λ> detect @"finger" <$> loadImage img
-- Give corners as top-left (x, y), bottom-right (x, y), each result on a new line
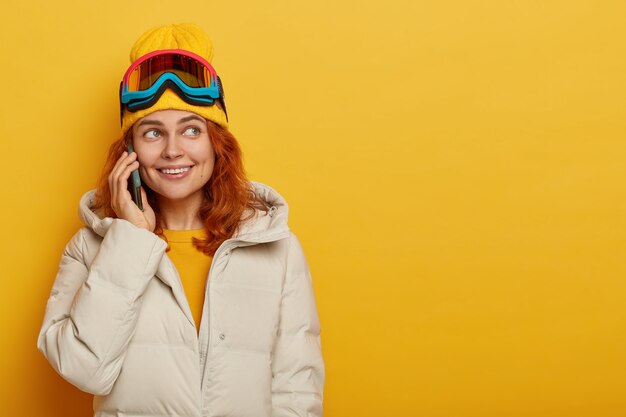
top-left (108, 151), bottom-right (128, 190)
top-left (117, 161), bottom-right (139, 197)
top-left (111, 152), bottom-right (137, 180)
top-left (111, 154), bottom-right (137, 198)
top-left (109, 151), bottom-right (128, 194)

⁂

**Given request:** Turn each line of the material above into a JSON list of strings, one string per line, and drop any blank lines. Leave the picture out of the result.

**Result:**
[
  "λ> detect @\"finger\" <$> loadImage img",
  "-- Give corners as top-left (x, y), bottom-right (x, y), each result on a new line",
  "top-left (108, 151), bottom-right (128, 190)",
  "top-left (117, 161), bottom-right (139, 197)",
  "top-left (111, 152), bottom-right (137, 180)",
  "top-left (111, 154), bottom-right (137, 198)",
  "top-left (109, 151), bottom-right (128, 194)"
]